### STATED EXERCISE
Put each line of the material below into a numbered list, skipping any blank lines. Leave the pictures out of your answer.

### EXTRACTED RECORDS
---

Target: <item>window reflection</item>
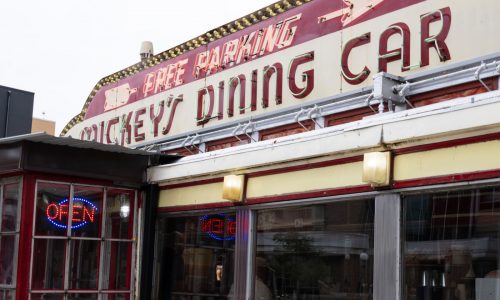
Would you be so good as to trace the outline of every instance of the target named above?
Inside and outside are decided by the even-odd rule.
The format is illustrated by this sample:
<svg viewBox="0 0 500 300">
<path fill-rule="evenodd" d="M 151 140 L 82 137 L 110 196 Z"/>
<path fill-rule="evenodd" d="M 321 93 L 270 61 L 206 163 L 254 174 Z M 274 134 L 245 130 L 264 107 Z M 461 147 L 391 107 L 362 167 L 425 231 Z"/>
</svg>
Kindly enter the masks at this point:
<svg viewBox="0 0 500 300">
<path fill-rule="evenodd" d="M 371 299 L 373 200 L 260 211 L 255 299 Z"/>
<path fill-rule="evenodd" d="M 227 299 L 235 230 L 228 214 L 160 219 L 157 299 Z"/>
<path fill-rule="evenodd" d="M 500 298 L 500 192 L 405 197 L 407 299 Z"/>
</svg>

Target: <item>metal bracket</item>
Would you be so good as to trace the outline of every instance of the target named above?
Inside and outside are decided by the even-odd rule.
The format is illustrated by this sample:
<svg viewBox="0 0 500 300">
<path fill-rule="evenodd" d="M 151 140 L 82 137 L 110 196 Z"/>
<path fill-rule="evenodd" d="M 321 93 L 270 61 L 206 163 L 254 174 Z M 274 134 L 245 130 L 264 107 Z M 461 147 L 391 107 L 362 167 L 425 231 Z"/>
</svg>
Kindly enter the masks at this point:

---

### RESPONSE TO THIS EXERCISE
1. Target: <item>window reflection</item>
2. Would you be so good as to trace the outline of every instance of the target named above?
3. Inside and outside are decided by the even-odd rule.
4. The format is illustrated by this sample:
5. <svg viewBox="0 0 500 300">
6. <path fill-rule="evenodd" d="M 151 140 L 82 137 L 110 196 Z"/>
7. <path fill-rule="evenodd" d="M 321 93 L 270 61 L 206 163 L 254 174 Z M 274 134 L 245 130 L 264 107 Z M 461 147 L 391 107 L 362 167 L 425 231 Z"/>
8. </svg>
9. Kindly enter the masks at this point:
10. <svg viewBox="0 0 500 300">
11. <path fill-rule="evenodd" d="M 371 299 L 373 200 L 260 211 L 255 299 Z"/>
12. <path fill-rule="evenodd" d="M 227 299 L 235 230 L 228 214 L 160 219 L 157 299 Z"/>
13. <path fill-rule="evenodd" d="M 500 298 L 500 192 L 405 197 L 407 299 Z"/>
14. </svg>
15. Target: <item>metal bracket</item>
16. Would you be so good as to trace the outline of every instance of the target named above?
17. Inside and outside are decided by the even-odd rule.
18. The format is illustrated by this sample:
19. <svg viewBox="0 0 500 300">
20. <path fill-rule="evenodd" d="M 151 140 L 82 137 L 110 196 Z"/>
21. <path fill-rule="evenodd" d="M 321 93 L 270 61 L 206 163 L 254 174 Z M 274 134 L 245 130 L 264 107 Z M 461 147 L 391 107 L 362 167 L 425 231 Z"/>
22. </svg>
23. Kindly enter the masks at this point:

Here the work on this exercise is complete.